Aufgabenstellung: Übertragen Sie sämtliche nachstehenden Zeilen wortgetreu und ohne jede Änderung.

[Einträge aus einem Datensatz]

※ ※ ※

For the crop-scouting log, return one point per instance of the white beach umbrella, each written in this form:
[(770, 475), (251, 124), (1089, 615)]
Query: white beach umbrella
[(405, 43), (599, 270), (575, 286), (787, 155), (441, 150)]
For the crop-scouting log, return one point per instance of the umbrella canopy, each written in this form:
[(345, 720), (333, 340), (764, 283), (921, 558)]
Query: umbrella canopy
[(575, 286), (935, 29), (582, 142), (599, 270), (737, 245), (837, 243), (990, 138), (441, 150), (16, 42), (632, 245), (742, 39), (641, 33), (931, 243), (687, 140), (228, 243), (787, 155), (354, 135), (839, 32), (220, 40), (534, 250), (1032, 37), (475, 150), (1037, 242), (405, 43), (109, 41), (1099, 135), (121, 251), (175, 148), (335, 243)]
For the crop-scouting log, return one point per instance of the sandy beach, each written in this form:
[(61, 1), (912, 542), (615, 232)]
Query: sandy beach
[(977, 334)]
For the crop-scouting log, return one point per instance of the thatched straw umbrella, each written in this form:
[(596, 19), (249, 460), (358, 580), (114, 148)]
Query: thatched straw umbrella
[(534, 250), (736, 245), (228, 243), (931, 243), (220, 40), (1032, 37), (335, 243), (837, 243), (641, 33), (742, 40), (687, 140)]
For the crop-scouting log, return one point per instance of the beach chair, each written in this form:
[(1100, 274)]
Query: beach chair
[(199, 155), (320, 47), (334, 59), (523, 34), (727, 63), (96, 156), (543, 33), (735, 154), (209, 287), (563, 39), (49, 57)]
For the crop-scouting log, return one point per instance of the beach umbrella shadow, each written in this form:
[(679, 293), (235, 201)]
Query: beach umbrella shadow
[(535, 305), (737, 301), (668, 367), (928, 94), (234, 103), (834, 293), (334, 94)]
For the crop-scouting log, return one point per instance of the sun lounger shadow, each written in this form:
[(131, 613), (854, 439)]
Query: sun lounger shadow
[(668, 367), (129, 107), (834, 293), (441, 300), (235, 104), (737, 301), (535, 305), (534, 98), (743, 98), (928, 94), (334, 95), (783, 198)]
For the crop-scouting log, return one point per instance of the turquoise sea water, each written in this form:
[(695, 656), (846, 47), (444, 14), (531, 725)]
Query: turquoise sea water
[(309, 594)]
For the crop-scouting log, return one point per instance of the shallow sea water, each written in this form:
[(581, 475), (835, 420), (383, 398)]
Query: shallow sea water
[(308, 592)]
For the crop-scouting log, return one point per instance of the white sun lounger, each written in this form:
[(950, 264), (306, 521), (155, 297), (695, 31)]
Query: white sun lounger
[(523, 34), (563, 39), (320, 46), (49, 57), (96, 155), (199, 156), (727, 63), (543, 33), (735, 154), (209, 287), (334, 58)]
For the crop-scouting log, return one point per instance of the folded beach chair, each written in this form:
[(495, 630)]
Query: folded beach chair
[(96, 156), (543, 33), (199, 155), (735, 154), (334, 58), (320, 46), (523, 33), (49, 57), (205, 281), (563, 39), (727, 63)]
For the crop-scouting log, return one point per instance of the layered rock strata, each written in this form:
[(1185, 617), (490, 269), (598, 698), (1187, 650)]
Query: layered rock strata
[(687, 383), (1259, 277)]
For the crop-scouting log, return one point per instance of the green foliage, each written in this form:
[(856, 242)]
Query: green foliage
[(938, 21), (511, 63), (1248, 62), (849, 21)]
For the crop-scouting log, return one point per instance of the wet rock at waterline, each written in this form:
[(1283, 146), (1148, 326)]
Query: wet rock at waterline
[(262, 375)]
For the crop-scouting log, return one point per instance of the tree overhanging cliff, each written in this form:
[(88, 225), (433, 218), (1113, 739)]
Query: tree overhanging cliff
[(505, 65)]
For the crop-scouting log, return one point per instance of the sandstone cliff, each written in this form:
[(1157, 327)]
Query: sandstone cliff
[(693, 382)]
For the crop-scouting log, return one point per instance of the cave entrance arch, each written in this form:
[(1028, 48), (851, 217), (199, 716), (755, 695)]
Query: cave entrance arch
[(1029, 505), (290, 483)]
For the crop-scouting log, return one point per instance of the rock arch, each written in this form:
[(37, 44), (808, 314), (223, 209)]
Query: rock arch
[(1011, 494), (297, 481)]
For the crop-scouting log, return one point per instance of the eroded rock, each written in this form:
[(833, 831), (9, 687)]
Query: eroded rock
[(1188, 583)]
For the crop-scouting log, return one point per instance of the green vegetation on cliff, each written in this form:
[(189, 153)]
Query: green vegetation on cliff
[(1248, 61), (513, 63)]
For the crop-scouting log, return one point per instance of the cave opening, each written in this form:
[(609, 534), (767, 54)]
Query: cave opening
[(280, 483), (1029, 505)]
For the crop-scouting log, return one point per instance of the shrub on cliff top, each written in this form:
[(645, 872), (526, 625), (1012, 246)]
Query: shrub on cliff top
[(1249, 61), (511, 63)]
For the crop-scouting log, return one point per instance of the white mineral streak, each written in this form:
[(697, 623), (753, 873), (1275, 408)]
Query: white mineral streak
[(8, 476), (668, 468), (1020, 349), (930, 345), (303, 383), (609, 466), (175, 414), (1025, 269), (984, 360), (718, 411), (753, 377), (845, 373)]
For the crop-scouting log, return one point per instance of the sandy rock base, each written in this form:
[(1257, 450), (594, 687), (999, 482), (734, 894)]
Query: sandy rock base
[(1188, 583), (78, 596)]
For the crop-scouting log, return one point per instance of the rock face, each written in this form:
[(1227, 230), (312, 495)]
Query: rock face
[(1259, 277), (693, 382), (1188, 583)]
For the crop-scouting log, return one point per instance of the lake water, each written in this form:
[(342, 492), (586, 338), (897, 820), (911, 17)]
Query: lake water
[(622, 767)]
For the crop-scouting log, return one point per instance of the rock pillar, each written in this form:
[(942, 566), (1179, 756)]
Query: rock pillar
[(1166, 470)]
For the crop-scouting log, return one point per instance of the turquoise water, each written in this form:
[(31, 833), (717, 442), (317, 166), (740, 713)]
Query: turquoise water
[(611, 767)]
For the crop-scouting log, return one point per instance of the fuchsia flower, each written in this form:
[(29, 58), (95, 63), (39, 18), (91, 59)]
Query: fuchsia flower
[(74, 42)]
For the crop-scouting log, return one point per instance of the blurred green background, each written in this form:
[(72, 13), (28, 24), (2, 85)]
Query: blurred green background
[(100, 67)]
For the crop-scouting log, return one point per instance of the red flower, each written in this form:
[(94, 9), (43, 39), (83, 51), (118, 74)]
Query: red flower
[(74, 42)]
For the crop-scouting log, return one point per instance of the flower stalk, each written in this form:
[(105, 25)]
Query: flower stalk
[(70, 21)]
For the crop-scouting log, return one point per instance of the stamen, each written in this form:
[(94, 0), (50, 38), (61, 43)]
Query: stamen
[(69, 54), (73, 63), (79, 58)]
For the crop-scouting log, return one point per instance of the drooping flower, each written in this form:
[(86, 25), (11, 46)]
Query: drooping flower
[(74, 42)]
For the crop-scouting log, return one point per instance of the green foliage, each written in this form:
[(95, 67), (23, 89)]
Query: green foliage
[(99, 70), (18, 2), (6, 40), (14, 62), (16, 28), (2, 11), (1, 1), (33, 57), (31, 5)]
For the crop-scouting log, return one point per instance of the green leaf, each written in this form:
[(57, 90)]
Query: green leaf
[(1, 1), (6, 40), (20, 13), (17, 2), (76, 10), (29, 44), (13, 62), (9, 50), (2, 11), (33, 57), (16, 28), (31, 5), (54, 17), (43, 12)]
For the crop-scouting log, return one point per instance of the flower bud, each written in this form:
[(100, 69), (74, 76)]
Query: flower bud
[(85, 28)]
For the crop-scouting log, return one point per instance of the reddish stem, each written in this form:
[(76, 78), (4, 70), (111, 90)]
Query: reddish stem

※ ※ ※

Lösung:
For the crop-scouting log, return one point per instance of the white beach umbrella, each written in this form:
[(770, 475), (251, 124), (1089, 615)]
Query: white beach umbrella
[(405, 43), (599, 270), (575, 286), (787, 155), (441, 150)]
For the crop-scouting log, return one point per instance of the umbrella canopy, each written in this form:
[(345, 720), (333, 340), (764, 283), (921, 558)]
Query: umbrella canopy
[(575, 286), (935, 29), (582, 142), (599, 270), (737, 245), (837, 243), (990, 138), (441, 150), (16, 42), (632, 245), (742, 39), (641, 33), (931, 243), (687, 140), (228, 243), (787, 155), (354, 135), (839, 32), (220, 40), (534, 250), (1032, 37), (475, 150), (1037, 242), (405, 43), (109, 41), (1099, 135), (121, 251), (175, 148), (335, 243)]
For the crop-scouting log, return one point per instance of the sandy beach, each written in this form:
[(61, 1), (912, 542), (615, 232)]
Query: sandy beach
[(977, 334)]
For the crop-scouting log, return one point per instance of the thatched straw umbrella, each written in this form:
[(596, 19), (249, 460), (358, 580), (114, 148)]
Query: thatched straw umbrella
[(534, 250), (736, 245), (228, 243), (931, 243), (220, 40), (1032, 37), (335, 243), (837, 243), (641, 33), (742, 40), (687, 140)]
For the crop-scouting log, return one point per instance of the beach chair, each written in this form:
[(1100, 274)]
Query: beach chair
[(199, 155), (320, 47), (334, 59), (523, 34), (727, 63), (96, 156), (543, 33), (735, 154), (209, 287), (563, 39), (49, 57)]
For the crop-scouting log, return one point per instance of the beach umbrella shadow, each written in this form:
[(679, 293), (235, 201)]
Query: beach umbrella shadow
[(535, 305), (737, 301), (668, 367), (928, 94), (234, 103), (834, 293), (334, 94)]
For the crop-scouting log, return one point per instance of the sun lounger shadow, each written in this form:
[(131, 613), (854, 439)]
Query: sun lounger shadow
[(668, 367), (129, 107), (834, 293), (441, 300), (235, 104), (737, 301), (535, 305), (534, 98), (743, 98), (928, 94), (334, 95), (783, 198)]
For the crop-scouting log, return one point per instance of the turquoise sea water, each written in this form:
[(695, 656), (846, 47), (444, 14), (531, 725)]
Query: turquoise sea water
[(309, 594)]
For the crop-scouting log, return one point per instance of the shallow sea water, each written in this form:
[(581, 475), (835, 420), (383, 398)]
Query: shallow sea water
[(308, 592)]
For the crop-scouting log, return one point per instance of the white sun lounger, each written in this form:
[(950, 264), (306, 521), (155, 297), (695, 31)]
Query: white sun lounger
[(523, 34), (563, 39), (320, 46), (49, 57), (96, 155), (199, 156), (727, 63), (543, 33), (735, 154), (209, 287), (334, 58)]
For the crop-scouting log, return one point per instance of the folded beach chair, each written in this form:
[(495, 630)]
Query: folded beach chair
[(96, 156), (543, 33), (199, 155), (735, 154), (334, 58), (320, 46), (523, 33), (49, 57), (205, 281), (563, 39), (727, 63)]
For the crop-scouting log, return one point per instance of the layered rock strata, each written in this form:
[(1185, 617), (490, 269), (598, 698), (1187, 650)]
Query: layered rock strata
[(687, 383), (1259, 277)]
For the crop-scouting log, return one point per instance of the green foliage, each written in this form:
[(856, 242)]
Query: green foliage
[(938, 21), (511, 63), (1248, 62), (849, 21)]
For the crop-scouting log, return one point per instance of the wet rock at waterline, each written in this form:
[(1283, 146), (1148, 326)]
Query: wet rock at waterline
[(262, 375)]
For the crop-scouting log, return one point per instance of the tree overhanging cliff, each written in this form:
[(88, 225), (433, 218), (1113, 739)]
Query: tree overhanging cliff
[(505, 65)]
For the crop-scouting log, return one point per instance of the sandstone cliff, each written in this form:
[(1157, 327)]
Query: sandstone cliff
[(693, 382)]
For the crop-scouting log, return one point per instance of the cave entrance arch, each written in this form:
[(1028, 48), (851, 217), (199, 716), (755, 695)]
Query: cave entrance arch
[(1029, 505), (290, 483)]
For the crop-scouting log, return one point per instance of the rock arch, each written in this form:
[(37, 44), (808, 314), (223, 209)]
Query: rock arch
[(1011, 494), (297, 481)]
For the crop-scouting log, return one point per instance of the eroded rock, each written in this form:
[(833, 831), (9, 687)]
Query: eroded rock
[(1188, 583)]
For the crop-scouting log, return one point per instance of the green vegetation on cliff, each written in this form:
[(189, 153)]
Query: green vegetation on cliff
[(1248, 61), (513, 63)]
For the crop-scouting log, return one point per instance of the cave opening, each written in this form:
[(609, 534), (767, 54)]
Query: cave opening
[(280, 483), (1029, 505)]
For the crop-scouting log, return one point per instance of the shrub on cliff top, each written in this form:
[(645, 872), (526, 625), (1012, 246)]
Query: shrub on cliff top
[(1249, 61), (511, 63)]
For the crop-scouting log, return one point per instance of the white mineral streak, each written in this form:
[(697, 623), (753, 873), (1275, 408)]
Query: white mineral streak
[(8, 476), (668, 468), (1020, 349), (930, 345), (303, 383), (609, 466), (175, 414), (1025, 269), (984, 360), (718, 411), (753, 377), (845, 373)]
For the crop-scouting log, return one point per instance of the sandy rock base, each written in this form:
[(1257, 450), (594, 687), (999, 482), (734, 894)]
Query: sandy rock base
[(1188, 583), (78, 596)]
For the crop-scouting log, return one point per instance of the rock face, each written in this form:
[(1227, 230), (312, 495)]
Query: rock face
[(1259, 277), (693, 382), (1188, 583)]
For the crop-scouting log, return one point per instance of the lake water, each written in this form:
[(342, 492), (586, 338), (897, 820), (911, 17)]
Query: lake water
[(622, 767)]
For the crop-scouting log, return one point per instance of the rock pillar, each written in this form:
[(942, 566), (1179, 756)]
Query: rock pillar
[(1166, 470)]
For the crop-scouting log, return one point per instance of the turquoise water, each written in this form:
[(31, 833), (717, 442), (317, 166), (740, 713)]
Query: turquoise water
[(611, 767)]
For the crop-scouting log, return one point per instance of the fuchsia flower, each written in this form:
[(29, 58), (95, 63), (39, 18), (91, 59)]
Query: fuchsia flower
[(74, 42)]
For the crop-scouting log, return one point per instance of the blurred green background, each written in this form:
[(72, 13), (28, 24), (2, 85)]
Query: blurred green background
[(100, 67)]
For the crop-scouting log, return one point per instance of the red flower, each written in this form:
[(94, 9), (43, 39), (83, 51), (118, 74)]
Query: red flower
[(74, 42)]
For the crop-scouting log, return one point per instance of the flower stalk, each written in this form:
[(105, 25)]
Query: flower stalk
[(70, 21)]
For the crop-scouting log, return one point per instance of the stamen, each written in this form:
[(94, 0), (50, 38), (61, 43)]
Query: stamen
[(69, 54), (73, 63), (79, 58)]
For the crop-scouting log, return one point per instance of the drooping flower, each written in this form:
[(86, 25), (11, 46)]
Query: drooping flower
[(74, 42)]
For the crop-scouting log, return one point per instance of the green foliage, each written in this form:
[(95, 67), (23, 89)]
Query: green foliage
[(99, 70), (18, 2), (6, 40), (14, 62), (16, 28), (2, 11), (1, 1), (33, 57), (31, 5)]
For the crop-scouting log, return one point per instance of the green leaf, each written in this form:
[(57, 90)]
Query: green leaf
[(1, 1), (6, 40), (20, 13), (17, 2), (76, 10), (29, 44), (13, 62), (9, 50), (2, 11), (33, 57), (16, 28), (31, 5), (54, 17), (43, 12)]
For the crop-scouting log, return one point per instance of the flower bud, each written in this form:
[(100, 69), (74, 76)]
Query: flower bud
[(85, 28)]
For the crop-scouting log, return one point per instance of the reddish stem, each written in this form:
[(76, 78), (4, 70), (111, 90)]
Query: reddish stem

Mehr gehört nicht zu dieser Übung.